Data Block Start

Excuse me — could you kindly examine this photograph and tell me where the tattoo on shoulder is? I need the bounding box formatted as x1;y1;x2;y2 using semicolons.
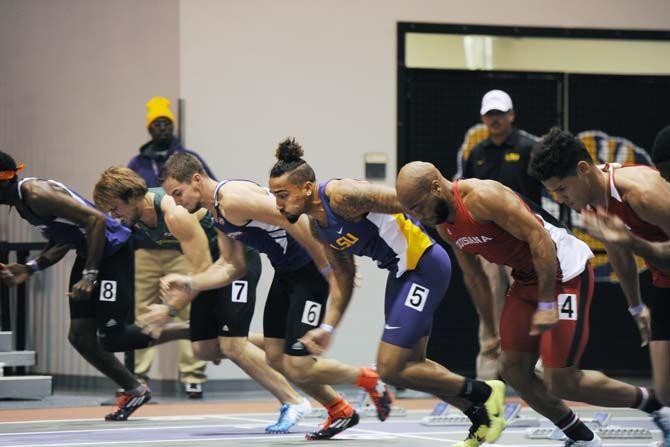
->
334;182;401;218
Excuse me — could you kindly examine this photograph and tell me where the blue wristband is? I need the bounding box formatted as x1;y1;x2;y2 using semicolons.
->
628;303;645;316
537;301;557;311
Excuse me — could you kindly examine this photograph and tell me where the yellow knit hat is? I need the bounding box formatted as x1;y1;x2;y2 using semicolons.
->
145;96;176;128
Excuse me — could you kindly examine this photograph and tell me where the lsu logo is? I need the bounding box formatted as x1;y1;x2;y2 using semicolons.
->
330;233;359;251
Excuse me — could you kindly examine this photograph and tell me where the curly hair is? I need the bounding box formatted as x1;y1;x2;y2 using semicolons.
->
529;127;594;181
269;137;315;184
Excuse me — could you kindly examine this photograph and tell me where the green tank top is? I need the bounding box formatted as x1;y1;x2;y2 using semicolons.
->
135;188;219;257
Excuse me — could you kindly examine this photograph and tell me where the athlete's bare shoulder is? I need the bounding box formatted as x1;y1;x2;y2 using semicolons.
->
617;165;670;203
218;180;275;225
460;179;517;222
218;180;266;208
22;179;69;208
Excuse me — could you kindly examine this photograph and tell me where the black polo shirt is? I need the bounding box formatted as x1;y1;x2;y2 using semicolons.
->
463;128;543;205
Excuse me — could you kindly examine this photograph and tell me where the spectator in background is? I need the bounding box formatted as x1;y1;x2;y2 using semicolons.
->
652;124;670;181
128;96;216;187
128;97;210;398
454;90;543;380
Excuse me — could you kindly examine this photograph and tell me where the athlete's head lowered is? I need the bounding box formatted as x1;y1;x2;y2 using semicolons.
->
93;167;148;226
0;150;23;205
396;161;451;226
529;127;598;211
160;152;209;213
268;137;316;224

Data Block End
Data Block Start

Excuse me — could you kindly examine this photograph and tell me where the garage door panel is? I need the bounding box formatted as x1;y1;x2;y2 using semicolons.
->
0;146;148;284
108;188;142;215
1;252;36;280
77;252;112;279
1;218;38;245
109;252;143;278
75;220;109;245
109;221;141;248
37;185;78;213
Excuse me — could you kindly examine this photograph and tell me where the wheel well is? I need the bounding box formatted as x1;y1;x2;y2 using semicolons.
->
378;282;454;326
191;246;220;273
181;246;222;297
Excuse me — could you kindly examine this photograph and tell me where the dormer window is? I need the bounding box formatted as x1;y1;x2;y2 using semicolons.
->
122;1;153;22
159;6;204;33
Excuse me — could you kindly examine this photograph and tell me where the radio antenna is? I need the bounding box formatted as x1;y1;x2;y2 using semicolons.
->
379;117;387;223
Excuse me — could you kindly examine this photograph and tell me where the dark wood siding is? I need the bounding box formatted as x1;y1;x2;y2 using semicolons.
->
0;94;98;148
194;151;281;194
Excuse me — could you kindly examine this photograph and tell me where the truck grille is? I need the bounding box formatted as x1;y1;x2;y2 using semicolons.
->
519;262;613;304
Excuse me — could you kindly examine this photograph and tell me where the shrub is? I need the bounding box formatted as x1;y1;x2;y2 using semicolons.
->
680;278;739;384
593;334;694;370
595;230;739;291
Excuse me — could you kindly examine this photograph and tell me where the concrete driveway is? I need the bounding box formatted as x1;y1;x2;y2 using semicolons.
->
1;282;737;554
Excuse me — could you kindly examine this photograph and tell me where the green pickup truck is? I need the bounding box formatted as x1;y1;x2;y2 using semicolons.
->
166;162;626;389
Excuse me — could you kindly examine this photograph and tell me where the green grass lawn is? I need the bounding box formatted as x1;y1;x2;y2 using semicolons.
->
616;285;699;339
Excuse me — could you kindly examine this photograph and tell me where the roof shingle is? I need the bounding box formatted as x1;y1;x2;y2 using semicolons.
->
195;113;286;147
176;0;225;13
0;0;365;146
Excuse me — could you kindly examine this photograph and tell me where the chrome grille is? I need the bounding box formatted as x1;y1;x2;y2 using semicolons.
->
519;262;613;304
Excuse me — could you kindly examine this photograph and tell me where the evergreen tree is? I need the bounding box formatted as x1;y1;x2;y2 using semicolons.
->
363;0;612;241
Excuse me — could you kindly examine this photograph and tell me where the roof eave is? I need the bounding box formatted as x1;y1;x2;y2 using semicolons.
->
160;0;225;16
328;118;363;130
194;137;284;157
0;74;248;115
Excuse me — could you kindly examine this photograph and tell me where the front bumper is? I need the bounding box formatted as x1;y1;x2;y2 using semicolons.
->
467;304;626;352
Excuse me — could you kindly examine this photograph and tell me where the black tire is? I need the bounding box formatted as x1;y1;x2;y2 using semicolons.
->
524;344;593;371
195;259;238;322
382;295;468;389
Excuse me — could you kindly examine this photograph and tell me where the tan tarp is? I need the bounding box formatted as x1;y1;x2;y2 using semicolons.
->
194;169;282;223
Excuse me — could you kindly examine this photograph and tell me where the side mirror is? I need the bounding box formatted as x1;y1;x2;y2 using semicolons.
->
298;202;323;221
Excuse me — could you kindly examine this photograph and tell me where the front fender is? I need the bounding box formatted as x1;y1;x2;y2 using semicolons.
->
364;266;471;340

Data Block End

* _Your assignment_: Find where the line with "where the tattoo" sits in the material above and where the line with "where the blue" sits. Set down exactly the lines from the first to the second, both included and nothing else, without pictures.

* _Response to the task_:
Excuse me — could you kindly examine this photograph and tell me where the tattoo on shoulder is? I need the bounding box formatted as x1;y1;x2;y2 using semicolons.
->
334;182;401;218
Excuse me — could you kindly examine this photograph and tell me where the blue wristband is? I need the bounding box formatted as x1;y1;x2;y2 using semicolons.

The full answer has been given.